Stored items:
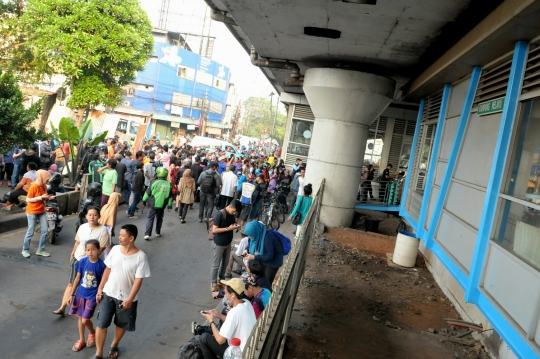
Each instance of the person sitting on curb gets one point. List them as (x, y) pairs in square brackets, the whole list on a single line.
[(258, 296), (237, 324)]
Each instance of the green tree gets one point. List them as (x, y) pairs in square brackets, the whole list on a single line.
[(97, 44), (15, 119), (79, 139), (258, 115)]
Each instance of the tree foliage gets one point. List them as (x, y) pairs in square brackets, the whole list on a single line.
[(258, 115), (78, 138), (15, 119), (97, 44)]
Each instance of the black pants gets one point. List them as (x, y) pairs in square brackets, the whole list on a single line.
[(154, 213), (271, 274), (224, 201), (182, 212), (210, 348), (207, 201)]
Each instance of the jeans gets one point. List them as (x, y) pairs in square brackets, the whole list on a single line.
[(158, 215), (127, 185), (221, 260), (207, 200), (15, 177), (182, 211), (32, 219), (224, 201), (136, 200), (210, 348)]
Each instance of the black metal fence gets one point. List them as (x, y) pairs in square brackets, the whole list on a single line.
[(267, 338)]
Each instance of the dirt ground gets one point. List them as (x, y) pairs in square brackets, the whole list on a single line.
[(351, 304)]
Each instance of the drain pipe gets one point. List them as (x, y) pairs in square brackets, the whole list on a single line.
[(219, 16), (286, 65)]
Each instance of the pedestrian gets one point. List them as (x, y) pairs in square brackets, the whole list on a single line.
[(210, 184), (21, 189), (186, 190), (83, 303), (28, 156), (121, 170), (92, 229), (238, 323), (137, 189), (110, 178), (228, 188), (35, 212), (45, 152), (264, 246), (109, 211), (158, 195), (117, 294), (224, 225), (257, 197)]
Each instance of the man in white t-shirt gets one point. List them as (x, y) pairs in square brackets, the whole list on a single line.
[(238, 323), (127, 265), (229, 181)]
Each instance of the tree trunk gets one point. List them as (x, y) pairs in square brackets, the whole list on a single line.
[(80, 116)]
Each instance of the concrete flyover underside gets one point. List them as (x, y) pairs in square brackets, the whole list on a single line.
[(344, 103)]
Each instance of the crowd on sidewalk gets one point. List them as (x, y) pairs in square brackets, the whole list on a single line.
[(162, 177)]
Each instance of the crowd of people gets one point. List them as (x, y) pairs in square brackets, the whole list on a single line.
[(162, 177)]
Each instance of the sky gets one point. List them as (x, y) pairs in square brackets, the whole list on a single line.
[(188, 16)]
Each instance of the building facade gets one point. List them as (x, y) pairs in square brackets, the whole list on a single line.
[(184, 91)]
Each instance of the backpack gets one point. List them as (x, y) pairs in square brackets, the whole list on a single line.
[(190, 350), (285, 241), (208, 183), (210, 224)]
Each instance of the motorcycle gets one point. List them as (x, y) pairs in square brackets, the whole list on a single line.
[(93, 199)]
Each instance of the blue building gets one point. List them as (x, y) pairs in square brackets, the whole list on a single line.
[(180, 88)]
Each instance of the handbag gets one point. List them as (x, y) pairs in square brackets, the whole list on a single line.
[(296, 218)]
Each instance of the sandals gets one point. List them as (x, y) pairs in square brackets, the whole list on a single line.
[(79, 344), (91, 341), (113, 353)]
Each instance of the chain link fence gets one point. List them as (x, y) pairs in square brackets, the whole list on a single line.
[(267, 339)]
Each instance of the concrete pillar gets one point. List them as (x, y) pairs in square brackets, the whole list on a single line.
[(344, 103)]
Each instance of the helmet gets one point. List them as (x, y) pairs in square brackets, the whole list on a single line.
[(55, 180), (162, 172), (94, 189)]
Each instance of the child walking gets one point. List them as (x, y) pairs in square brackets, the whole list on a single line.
[(90, 270)]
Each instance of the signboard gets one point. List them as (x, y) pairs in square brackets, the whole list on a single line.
[(492, 106)]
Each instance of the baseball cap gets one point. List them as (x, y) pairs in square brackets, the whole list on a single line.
[(249, 280), (236, 283)]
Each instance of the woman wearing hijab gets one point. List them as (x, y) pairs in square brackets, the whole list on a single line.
[(108, 213), (35, 212), (265, 247), (22, 187), (53, 168), (186, 189)]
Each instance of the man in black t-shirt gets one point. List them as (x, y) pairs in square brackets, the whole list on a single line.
[(223, 234)]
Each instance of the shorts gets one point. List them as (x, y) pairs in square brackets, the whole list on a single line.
[(72, 270), (109, 308), (82, 308), (245, 212)]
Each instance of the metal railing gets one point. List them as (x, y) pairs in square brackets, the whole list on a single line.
[(267, 338)]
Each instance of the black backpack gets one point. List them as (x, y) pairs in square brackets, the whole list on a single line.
[(208, 183), (190, 350)]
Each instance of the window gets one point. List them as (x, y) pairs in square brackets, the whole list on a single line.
[(301, 131), (519, 209), (185, 72)]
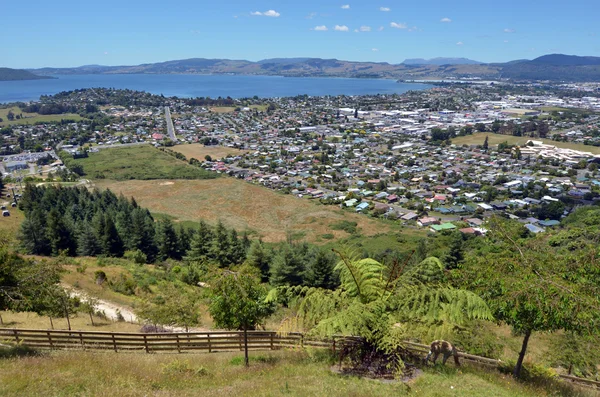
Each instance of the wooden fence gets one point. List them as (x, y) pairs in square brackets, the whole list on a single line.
[(203, 341), (155, 342)]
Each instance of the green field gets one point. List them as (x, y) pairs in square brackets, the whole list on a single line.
[(138, 162), (32, 118), (293, 373), (495, 139), (243, 206)]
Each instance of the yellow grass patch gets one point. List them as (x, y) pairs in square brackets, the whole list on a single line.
[(199, 151), (242, 206)]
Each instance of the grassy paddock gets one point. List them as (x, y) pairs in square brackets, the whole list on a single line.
[(32, 118), (270, 374), (242, 206), (495, 139), (199, 151), (139, 162)]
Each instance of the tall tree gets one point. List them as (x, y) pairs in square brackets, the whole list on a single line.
[(287, 267), (238, 301), (529, 291)]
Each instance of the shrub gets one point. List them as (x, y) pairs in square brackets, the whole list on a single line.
[(153, 329), (17, 351), (183, 367), (136, 256), (99, 277)]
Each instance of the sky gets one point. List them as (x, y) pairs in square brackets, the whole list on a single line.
[(68, 33)]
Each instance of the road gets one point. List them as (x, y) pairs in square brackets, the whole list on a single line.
[(170, 128)]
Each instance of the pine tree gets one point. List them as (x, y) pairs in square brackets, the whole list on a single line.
[(113, 245), (287, 268), (220, 249), (87, 241), (58, 234), (166, 240), (200, 244), (319, 272), (260, 258)]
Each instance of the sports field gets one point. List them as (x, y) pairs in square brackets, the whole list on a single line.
[(138, 162), (32, 118), (243, 206), (199, 151)]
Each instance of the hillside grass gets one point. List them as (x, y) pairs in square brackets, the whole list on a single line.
[(294, 373), (495, 139), (32, 118), (199, 151), (243, 206), (142, 162)]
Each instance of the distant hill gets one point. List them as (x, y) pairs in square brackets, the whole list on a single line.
[(441, 61), (8, 74), (554, 67)]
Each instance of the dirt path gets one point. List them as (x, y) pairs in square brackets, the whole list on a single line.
[(112, 310)]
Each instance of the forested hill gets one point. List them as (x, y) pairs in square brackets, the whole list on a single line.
[(8, 74)]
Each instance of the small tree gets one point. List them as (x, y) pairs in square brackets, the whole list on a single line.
[(536, 283), (238, 302), (170, 306)]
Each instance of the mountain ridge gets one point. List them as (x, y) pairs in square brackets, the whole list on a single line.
[(554, 67)]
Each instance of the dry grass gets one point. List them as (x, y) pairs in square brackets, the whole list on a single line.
[(199, 151), (242, 206), (79, 321), (270, 374), (495, 139), (32, 118)]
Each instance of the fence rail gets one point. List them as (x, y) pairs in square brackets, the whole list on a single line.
[(218, 341)]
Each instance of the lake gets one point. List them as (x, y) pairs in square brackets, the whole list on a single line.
[(186, 86)]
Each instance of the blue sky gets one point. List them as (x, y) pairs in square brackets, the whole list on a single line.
[(65, 33)]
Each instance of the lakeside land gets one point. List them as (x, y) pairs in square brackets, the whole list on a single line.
[(409, 182)]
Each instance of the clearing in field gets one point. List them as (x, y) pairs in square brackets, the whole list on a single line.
[(243, 206), (138, 162), (32, 118), (199, 151), (495, 139)]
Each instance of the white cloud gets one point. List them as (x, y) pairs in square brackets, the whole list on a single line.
[(398, 25), (269, 13)]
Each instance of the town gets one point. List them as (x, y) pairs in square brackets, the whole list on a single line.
[(441, 159)]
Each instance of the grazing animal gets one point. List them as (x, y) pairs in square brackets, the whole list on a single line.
[(446, 348)]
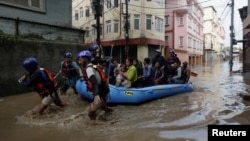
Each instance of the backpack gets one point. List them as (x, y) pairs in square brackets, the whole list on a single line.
[(53, 84), (104, 78)]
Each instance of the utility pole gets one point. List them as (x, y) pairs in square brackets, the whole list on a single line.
[(231, 36), (126, 30)]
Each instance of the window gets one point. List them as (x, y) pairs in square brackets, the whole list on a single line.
[(158, 24), (189, 42), (36, 5), (108, 4), (115, 3), (87, 12), (148, 22), (136, 22), (166, 39), (181, 41), (158, 1), (108, 26), (116, 26), (81, 12), (124, 21), (167, 20), (101, 30), (181, 20), (93, 31), (87, 31), (189, 22), (76, 15)]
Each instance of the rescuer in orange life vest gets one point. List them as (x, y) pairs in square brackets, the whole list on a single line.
[(97, 84), (43, 83)]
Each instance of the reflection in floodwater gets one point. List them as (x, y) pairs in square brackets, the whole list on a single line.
[(217, 96)]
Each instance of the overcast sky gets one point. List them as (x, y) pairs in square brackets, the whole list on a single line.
[(224, 13)]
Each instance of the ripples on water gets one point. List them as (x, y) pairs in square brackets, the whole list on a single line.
[(217, 95)]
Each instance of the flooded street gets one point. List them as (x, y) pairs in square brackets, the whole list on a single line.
[(218, 98)]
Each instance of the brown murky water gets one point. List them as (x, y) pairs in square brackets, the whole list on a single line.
[(218, 98)]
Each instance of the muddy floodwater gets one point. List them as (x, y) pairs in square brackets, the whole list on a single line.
[(218, 98)]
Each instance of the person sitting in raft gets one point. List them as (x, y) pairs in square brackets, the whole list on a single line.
[(97, 84), (131, 73), (120, 80), (147, 78), (158, 74), (176, 79), (183, 74)]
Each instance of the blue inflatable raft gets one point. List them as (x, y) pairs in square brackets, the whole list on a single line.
[(122, 95)]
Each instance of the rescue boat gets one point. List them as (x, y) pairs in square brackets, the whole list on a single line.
[(122, 95)]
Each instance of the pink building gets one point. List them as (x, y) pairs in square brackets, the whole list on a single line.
[(184, 29), (245, 17)]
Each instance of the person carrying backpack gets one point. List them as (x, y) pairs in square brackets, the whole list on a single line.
[(97, 84), (43, 83), (70, 71)]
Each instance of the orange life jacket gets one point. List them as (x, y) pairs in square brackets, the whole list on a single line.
[(103, 76), (46, 89)]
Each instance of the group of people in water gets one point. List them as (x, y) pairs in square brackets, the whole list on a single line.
[(155, 71), (98, 73)]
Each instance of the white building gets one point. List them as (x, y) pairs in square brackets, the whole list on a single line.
[(146, 32), (214, 34)]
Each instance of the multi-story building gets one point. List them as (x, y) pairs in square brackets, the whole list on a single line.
[(146, 26), (214, 34), (184, 29), (51, 12), (245, 17)]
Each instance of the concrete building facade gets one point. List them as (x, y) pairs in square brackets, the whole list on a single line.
[(54, 12), (214, 34), (146, 26), (245, 17), (184, 29)]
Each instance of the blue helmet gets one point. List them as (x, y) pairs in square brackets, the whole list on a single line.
[(94, 47), (68, 55), (30, 63), (84, 53)]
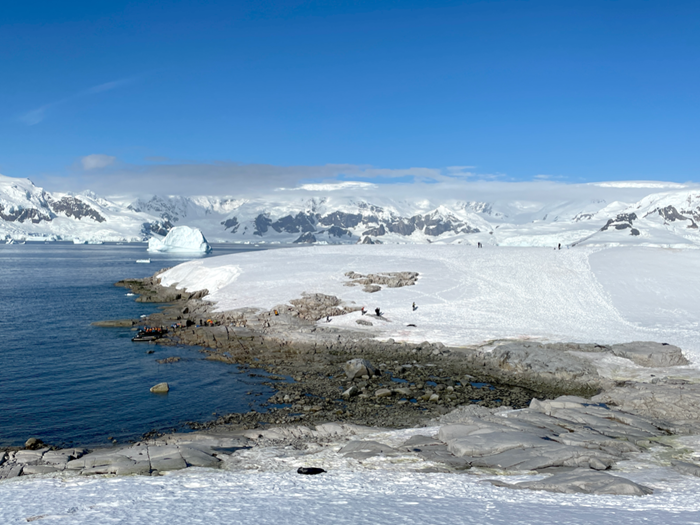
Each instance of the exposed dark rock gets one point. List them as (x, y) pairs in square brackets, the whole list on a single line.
[(23, 215), (75, 208), (622, 221), (262, 223), (336, 231), (306, 238), (302, 222), (375, 232), (341, 219)]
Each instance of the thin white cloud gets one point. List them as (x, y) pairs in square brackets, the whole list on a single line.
[(337, 186), (639, 184), (35, 116), (97, 161), (229, 178)]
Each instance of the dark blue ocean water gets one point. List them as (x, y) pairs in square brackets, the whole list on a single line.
[(65, 381)]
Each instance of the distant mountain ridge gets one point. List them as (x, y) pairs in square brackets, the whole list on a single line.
[(668, 218)]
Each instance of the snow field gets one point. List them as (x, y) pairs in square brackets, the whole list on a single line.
[(467, 296), (371, 496)]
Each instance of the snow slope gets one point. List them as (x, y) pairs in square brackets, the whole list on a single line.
[(463, 295), (505, 214), (28, 212), (467, 295), (374, 495)]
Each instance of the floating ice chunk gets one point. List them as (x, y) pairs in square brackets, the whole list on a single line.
[(181, 239)]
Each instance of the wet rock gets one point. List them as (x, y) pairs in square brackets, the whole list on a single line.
[(650, 354), (683, 467), (582, 481), (664, 401), (382, 392), (352, 391), (365, 449), (8, 471), (356, 368), (33, 444), (168, 360), (310, 471), (115, 323)]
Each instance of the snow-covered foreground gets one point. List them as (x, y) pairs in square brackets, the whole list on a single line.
[(464, 296), (372, 496), (467, 295)]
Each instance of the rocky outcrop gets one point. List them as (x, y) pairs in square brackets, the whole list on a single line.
[(582, 481), (371, 282), (75, 208), (317, 306), (621, 222), (357, 368)]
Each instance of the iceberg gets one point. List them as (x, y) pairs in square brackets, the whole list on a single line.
[(181, 239)]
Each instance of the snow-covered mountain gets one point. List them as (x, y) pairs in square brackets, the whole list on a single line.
[(28, 212), (571, 217)]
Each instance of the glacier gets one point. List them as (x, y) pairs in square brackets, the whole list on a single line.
[(495, 214)]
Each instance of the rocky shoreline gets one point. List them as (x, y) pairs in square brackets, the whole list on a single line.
[(502, 406)]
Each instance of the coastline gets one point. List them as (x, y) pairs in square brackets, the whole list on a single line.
[(418, 386)]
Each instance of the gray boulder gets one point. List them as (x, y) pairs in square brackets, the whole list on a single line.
[(683, 467), (650, 354), (160, 388), (356, 368), (365, 449), (582, 481)]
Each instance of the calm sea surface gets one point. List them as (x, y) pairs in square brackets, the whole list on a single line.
[(64, 381)]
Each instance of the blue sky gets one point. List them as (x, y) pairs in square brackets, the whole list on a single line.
[(283, 92)]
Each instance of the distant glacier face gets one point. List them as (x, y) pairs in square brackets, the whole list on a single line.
[(668, 218)]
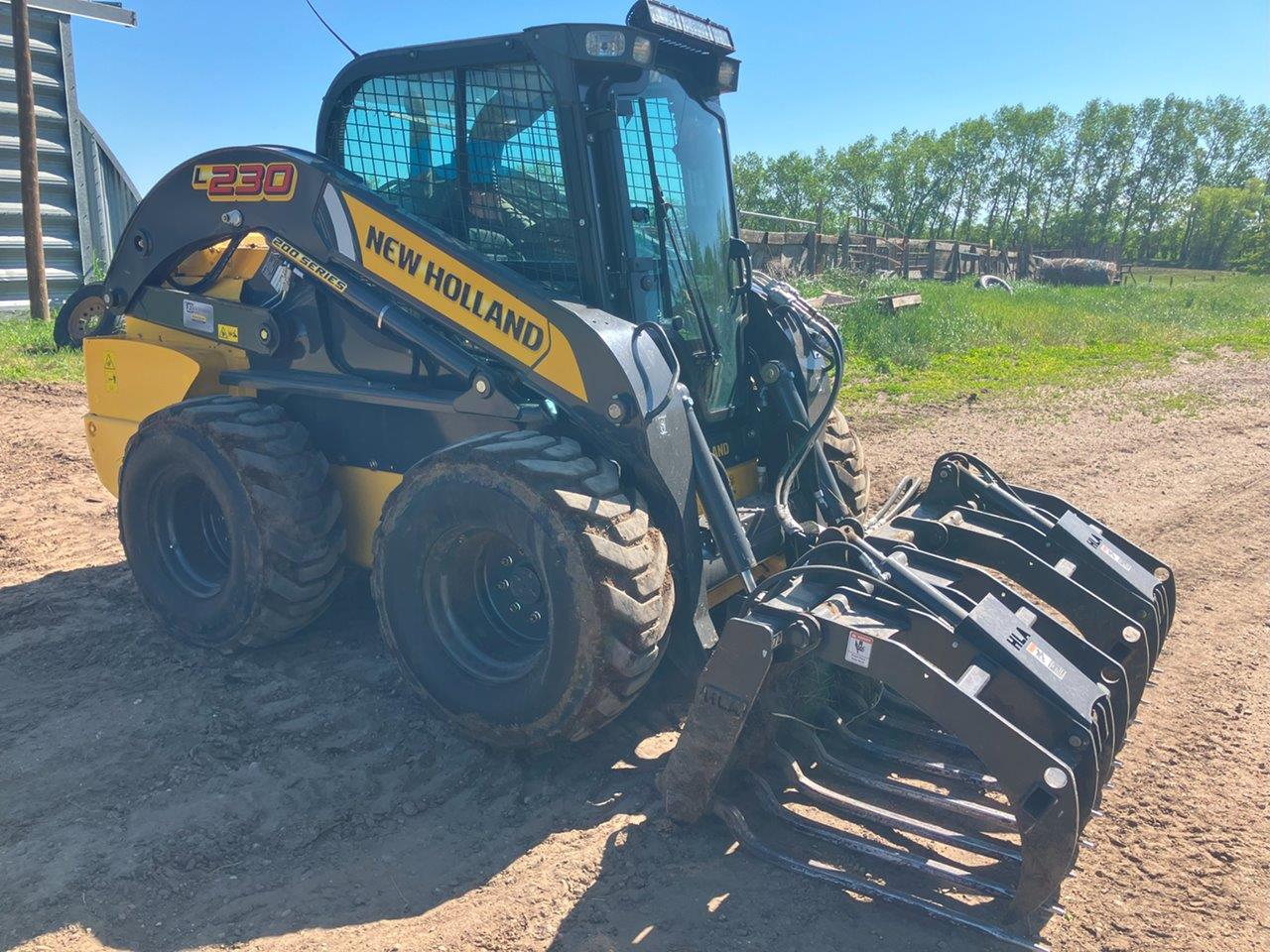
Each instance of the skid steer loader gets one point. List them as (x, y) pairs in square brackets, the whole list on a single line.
[(497, 341)]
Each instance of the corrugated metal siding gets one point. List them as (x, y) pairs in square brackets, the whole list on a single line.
[(85, 199)]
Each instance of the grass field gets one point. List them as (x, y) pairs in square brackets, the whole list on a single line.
[(962, 340), (27, 353)]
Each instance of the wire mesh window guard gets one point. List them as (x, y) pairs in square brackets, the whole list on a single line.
[(475, 153)]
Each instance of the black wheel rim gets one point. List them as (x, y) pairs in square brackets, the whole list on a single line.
[(85, 318), (190, 535), (488, 604)]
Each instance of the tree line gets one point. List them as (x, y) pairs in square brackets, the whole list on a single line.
[(1166, 179)]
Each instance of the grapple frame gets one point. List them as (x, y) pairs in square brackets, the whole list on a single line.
[(1014, 638)]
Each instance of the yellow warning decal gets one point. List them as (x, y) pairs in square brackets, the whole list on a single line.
[(112, 373), (477, 304)]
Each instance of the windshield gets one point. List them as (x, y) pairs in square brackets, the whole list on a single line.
[(675, 146)]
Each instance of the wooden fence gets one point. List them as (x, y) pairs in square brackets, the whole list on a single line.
[(789, 253)]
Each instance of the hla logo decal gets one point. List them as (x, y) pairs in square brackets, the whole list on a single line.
[(520, 327)]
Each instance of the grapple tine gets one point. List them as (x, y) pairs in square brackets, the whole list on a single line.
[(735, 821), (980, 815), (1055, 506), (935, 869), (1093, 662), (846, 806), (1012, 638)]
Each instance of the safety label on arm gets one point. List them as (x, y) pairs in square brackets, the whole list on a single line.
[(858, 648)]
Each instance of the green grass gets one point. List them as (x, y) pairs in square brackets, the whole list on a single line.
[(962, 340), (27, 353)]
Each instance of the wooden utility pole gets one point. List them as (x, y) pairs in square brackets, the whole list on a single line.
[(33, 231)]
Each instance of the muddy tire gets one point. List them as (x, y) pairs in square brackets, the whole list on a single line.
[(847, 461), (230, 522), (80, 316), (521, 589)]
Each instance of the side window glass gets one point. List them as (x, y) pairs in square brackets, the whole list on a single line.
[(400, 136), (517, 211), (497, 182)]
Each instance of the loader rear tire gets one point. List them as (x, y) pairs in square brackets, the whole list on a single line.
[(230, 522), (521, 589), (847, 461)]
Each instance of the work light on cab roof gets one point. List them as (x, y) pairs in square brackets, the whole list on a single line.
[(498, 340)]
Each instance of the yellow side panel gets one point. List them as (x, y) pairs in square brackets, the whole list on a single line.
[(244, 264), (734, 585), (477, 304), (363, 494), (132, 376), (128, 380)]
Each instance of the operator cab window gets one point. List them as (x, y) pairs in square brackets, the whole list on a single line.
[(475, 153)]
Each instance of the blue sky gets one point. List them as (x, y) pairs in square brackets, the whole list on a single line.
[(195, 75)]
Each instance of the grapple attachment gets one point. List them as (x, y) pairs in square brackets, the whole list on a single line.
[(1006, 639)]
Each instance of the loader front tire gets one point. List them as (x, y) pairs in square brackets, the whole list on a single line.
[(521, 589), (847, 461), (230, 522)]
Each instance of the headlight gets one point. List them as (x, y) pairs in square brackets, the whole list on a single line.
[(606, 44)]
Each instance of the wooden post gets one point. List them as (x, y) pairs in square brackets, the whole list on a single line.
[(33, 232)]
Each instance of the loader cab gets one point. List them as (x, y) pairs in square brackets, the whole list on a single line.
[(590, 159)]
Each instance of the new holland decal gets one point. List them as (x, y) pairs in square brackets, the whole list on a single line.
[(477, 304)]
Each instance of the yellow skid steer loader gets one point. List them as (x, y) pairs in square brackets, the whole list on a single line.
[(497, 340)]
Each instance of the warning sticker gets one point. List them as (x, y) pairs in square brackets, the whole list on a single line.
[(1046, 658), (197, 315), (112, 376), (858, 649)]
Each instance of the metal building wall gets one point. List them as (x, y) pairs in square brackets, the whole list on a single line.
[(85, 195)]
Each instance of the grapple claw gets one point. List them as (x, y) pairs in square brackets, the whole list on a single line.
[(1014, 638)]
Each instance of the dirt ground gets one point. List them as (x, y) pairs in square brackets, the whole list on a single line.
[(158, 797)]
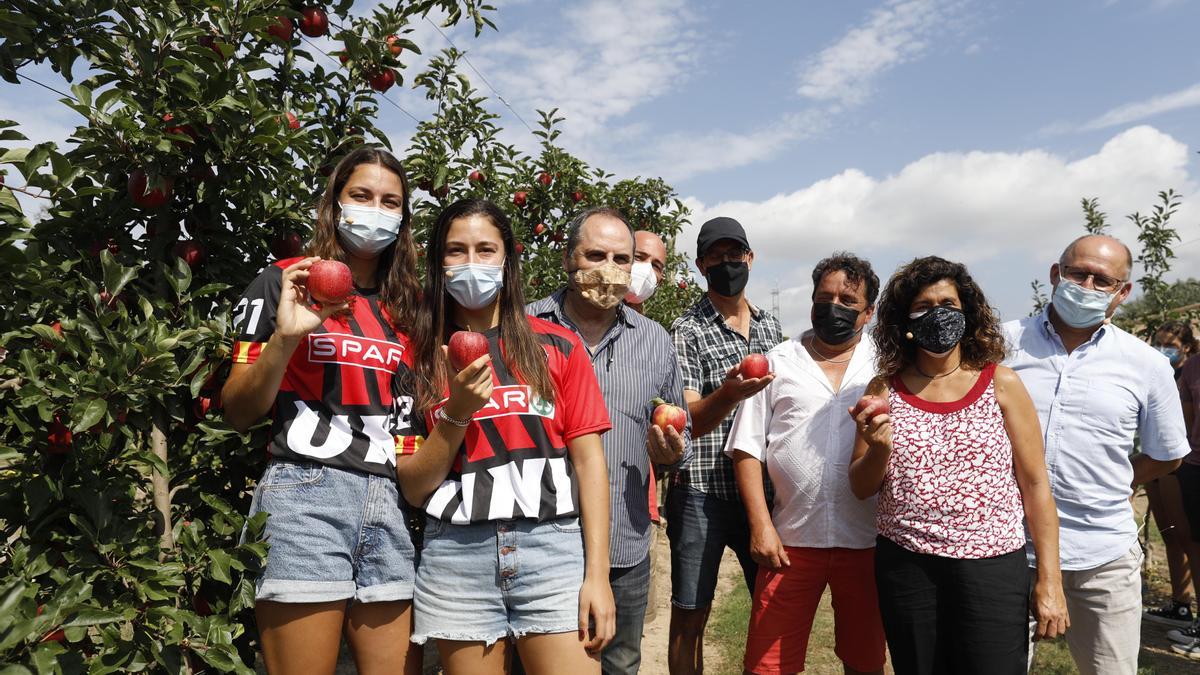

■ Goal ■
Resize everything from the line containing "Each instance of the clearing" down to the line containing "[(243, 206), (138, 162), (32, 118), (199, 151), (495, 139)]". Reproduce both lines in full, multiplying each x and y coordinate in the answers by 2.1 and rounding to whole numbers, with halves rounding up.

■ Task answer ■
Each instance of the clearing in field gets one point. List them as (x, y) pairs in square brackets, the whole list on a single line.
[(510, 433), (290, 340), (67, 248), (418, 317), (1040, 292)]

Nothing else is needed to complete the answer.